§ **GIVEN INSTRUCTION**: Only the lines from the one containing "the scattered wreckage." to the end of the material are to be copied, exactly and in full; images stay out.
..............................
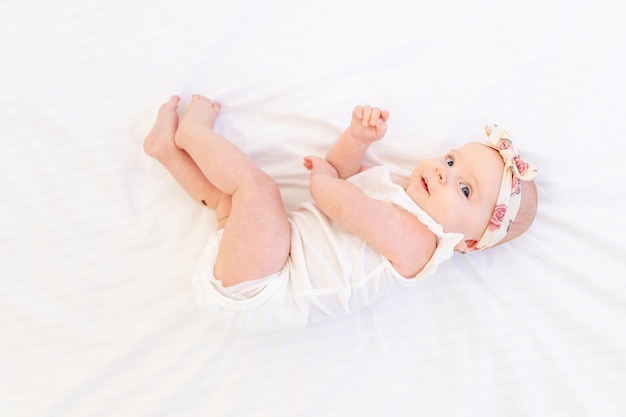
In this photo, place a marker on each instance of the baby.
(366, 232)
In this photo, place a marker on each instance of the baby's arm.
(395, 233)
(368, 125)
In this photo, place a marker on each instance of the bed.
(98, 243)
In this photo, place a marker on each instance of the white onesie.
(329, 271)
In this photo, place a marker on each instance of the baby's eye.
(465, 190)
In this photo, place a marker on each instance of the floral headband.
(510, 194)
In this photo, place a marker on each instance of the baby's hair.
(526, 214)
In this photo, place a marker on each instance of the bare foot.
(161, 136)
(201, 113)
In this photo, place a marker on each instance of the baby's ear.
(466, 246)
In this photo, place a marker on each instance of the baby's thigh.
(256, 238)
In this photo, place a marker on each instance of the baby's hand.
(318, 165)
(368, 124)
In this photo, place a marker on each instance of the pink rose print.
(504, 144)
(522, 166)
(515, 186)
(497, 217)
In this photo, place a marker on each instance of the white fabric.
(329, 272)
(98, 243)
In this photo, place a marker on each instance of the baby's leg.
(160, 145)
(256, 239)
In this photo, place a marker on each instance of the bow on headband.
(510, 194)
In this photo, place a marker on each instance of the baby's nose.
(441, 174)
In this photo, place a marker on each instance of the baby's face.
(459, 189)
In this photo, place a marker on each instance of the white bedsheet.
(98, 243)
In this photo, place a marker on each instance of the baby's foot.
(201, 113)
(161, 136)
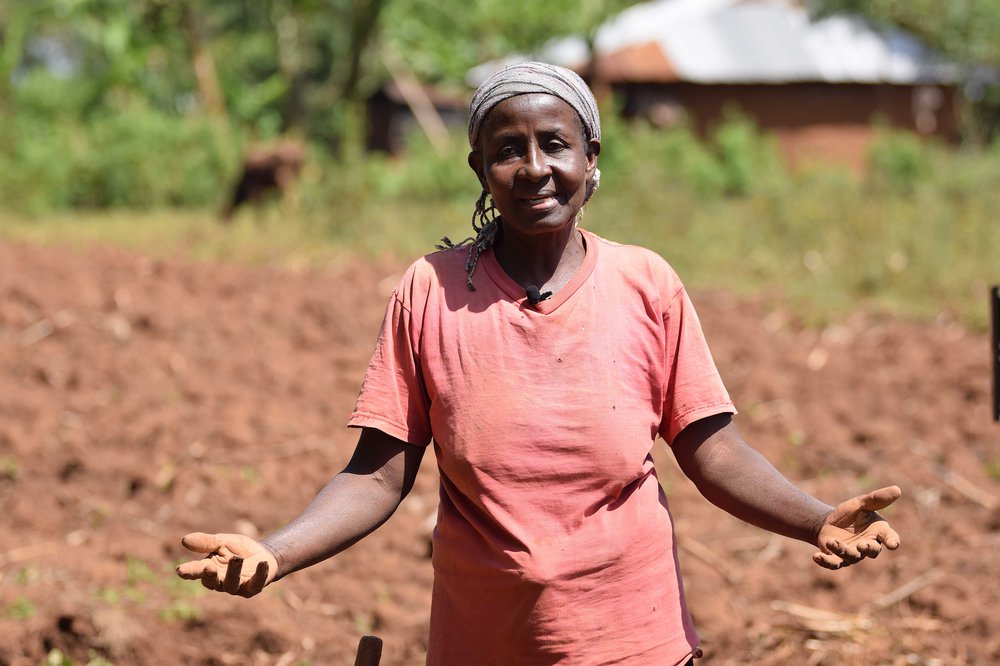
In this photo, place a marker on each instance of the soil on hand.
(143, 398)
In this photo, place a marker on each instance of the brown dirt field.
(143, 398)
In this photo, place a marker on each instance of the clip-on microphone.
(534, 295)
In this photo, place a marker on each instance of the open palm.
(854, 530)
(234, 563)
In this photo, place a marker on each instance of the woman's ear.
(476, 163)
(593, 150)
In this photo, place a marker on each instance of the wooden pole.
(369, 651)
(995, 349)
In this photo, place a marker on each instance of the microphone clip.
(534, 295)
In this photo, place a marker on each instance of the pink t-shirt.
(554, 543)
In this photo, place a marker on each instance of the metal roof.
(743, 41)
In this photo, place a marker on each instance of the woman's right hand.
(233, 563)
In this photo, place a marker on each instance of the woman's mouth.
(541, 202)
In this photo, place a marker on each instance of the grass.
(919, 243)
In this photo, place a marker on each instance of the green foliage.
(138, 158)
(915, 235)
(898, 161)
(19, 609)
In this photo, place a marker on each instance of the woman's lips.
(541, 202)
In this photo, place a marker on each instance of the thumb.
(200, 542)
(881, 498)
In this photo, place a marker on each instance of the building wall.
(813, 121)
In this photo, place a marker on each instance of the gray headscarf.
(522, 79)
(535, 77)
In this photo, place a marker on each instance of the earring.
(491, 209)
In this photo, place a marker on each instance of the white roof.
(762, 41)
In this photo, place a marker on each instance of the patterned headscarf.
(535, 77)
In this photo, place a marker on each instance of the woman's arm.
(736, 478)
(353, 504)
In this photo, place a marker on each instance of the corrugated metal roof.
(741, 41)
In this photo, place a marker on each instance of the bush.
(136, 158)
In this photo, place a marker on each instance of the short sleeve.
(694, 389)
(393, 396)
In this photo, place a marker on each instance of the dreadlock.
(486, 223)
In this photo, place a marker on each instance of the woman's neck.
(547, 261)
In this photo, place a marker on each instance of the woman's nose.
(536, 165)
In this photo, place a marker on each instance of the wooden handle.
(369, 651)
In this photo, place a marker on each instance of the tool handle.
(995, 348)
(369, 651)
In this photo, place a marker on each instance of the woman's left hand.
(854, 530)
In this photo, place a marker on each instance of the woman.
(543, 361)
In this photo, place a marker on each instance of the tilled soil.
(143, 398)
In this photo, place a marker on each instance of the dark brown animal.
(267, 168)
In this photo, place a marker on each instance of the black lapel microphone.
(534, 295)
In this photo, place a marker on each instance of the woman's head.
(535, 135)
(537, 78)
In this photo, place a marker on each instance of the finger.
(884, 534)
(194, 569)
(881, 498)
(869, 548)
(232, 582)
(849, 554)
(200, 542)
(210, 578)
(827, 561)
(256, 582)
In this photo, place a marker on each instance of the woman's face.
(533, 158)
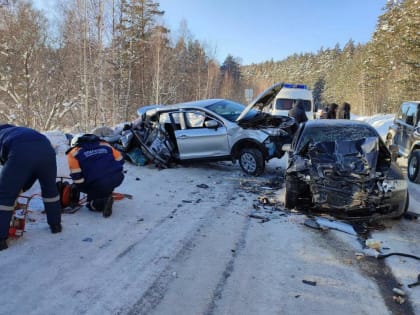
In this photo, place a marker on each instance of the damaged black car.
(343, 167)
(214, 130)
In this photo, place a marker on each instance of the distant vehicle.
(214, 130)
(343, 167)
(404, 135)
(286, 97)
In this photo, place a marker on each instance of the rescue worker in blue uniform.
(26, 156)
(97, 169)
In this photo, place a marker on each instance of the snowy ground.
(181, 247)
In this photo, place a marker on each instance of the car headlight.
(275, 132)
(394, 184)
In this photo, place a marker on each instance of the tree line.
(107, 58)
(374, 77)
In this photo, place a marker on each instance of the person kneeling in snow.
(97, 169)
(20, 171)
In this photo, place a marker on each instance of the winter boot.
(107, 211)
(56, 228)
(3, 244)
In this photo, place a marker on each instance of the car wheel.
(297, 194)
(413, 168)
(291, 194)
(251, 161)
(407, 204)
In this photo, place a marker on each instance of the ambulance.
(286, 97)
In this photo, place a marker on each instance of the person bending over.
(97, 169)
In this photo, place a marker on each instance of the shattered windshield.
(287, 104)
(329, 133)
(230, 110)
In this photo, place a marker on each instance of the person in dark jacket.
(332, 112)
(97, 169)
(344, 111)
(298, 112)
(26, 156)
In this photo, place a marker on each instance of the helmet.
(83, 138)
(75, 140)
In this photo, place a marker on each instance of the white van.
(285, 99)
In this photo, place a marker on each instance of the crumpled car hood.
(262, 100)
(347, 175)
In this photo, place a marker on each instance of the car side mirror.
(287, 147)
(212, 124)
(393, 148)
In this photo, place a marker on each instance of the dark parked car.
(214, 130)
(404, 133)
(344, 168)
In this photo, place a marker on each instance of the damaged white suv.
(214, 130)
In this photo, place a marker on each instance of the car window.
(410, 117)
(228, 109)
(194, 119)
(328, 134)
(287, 104)
(402, 113)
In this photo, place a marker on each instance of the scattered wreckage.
(344, 168)
(214, 130)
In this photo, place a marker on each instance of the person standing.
(344, 111)
(97, 169)
(298, 112)
(332, 112)
(26, 156)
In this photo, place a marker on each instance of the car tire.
(295, 190)
(413, 167)
(252, 161)
(407, 204)
(291, 194)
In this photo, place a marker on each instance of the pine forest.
(107, 58)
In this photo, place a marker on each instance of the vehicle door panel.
(408, 128)
(197, 141)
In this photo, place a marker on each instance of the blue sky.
(261, 30)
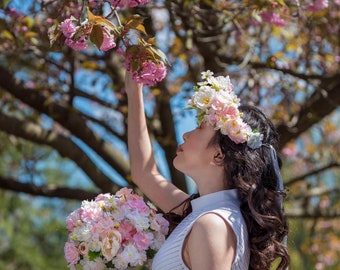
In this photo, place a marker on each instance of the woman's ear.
(218, 156)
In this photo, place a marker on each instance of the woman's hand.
(131, 87)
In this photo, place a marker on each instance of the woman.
(237, 220)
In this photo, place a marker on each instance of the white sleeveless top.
(224, 203)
..............................
§ **SOLUTION TO THIS EXERCISE**:
In this photo, place a marker on each instance of the scattered wreckage.
(344, 168)
(214, 130)
In this photo, place a marker on each instance of the person standing.
(344, 111)
(97, 169)
(298, 112)
(332, 112)
(26, 156)
In this photo, place a marker on each instance of the car tire.
(295, 190)
(413, 167)
(252, 161)
(407, 204)
(291, 194)
In this photo, place a marker on each instance of the pine forest.
(107, 58)
In this photo, place a marker on each instance of the vehicle door panel.
(408, 128)
(197, 141)
In this photo, place a marker on each instance of the blue sky.
(261, 30)
In this photo, place a marker on each instance of the woman's ear.
(218, 156)
In this photo, place a marker on each instance of the woman's hand.
(131, 87)
In this photo, place a marker on each instance of the woman.
(237, 220)
In this photo, place a marker on each instance of the white sleeveless top.
(224, 203)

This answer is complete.